**Exercise requirements**: Can you copy out every line of the data below, word for word and in the same order?

**Available records**:
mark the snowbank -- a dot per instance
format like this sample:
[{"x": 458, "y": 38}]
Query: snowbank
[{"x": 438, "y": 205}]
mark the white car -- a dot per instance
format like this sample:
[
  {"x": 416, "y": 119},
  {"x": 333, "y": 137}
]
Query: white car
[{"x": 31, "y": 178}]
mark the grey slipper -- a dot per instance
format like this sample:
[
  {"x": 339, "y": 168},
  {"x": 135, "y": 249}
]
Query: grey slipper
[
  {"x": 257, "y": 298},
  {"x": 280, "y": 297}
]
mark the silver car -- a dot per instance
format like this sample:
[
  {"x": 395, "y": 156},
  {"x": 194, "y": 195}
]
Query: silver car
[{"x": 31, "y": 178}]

**Result for this exercise**:
mark the snowbank -- a dot per instance
format like this sample:
[{"x": 458, "y": 38}]
Query: snowbank
[{"x": 438, "y": 205}]
mark the white car -- a dot per instance
format like this sample:
[
  {"x": 416, "y": 119},
  {"x": 333, "y": 137}
]
Query: white car
[{"x": 31, "y": 178}]
mark the grey slipper -- a dot per instance
format like this sample:
[
  {"x": 339, "y": 168},
  {"x": 135, "y": 249}
]
Query: grey slipper
[
  {"x": 257, "y": 298},
  {"x": 280, "y": 297}
]
mark the silver car -- a dot per instance
format like this sample:
[
  {"x": 395, "y": 156},
  {"x": 194, "y": 195}
]
Query: silver car
[{"x": 31, "y": 178}]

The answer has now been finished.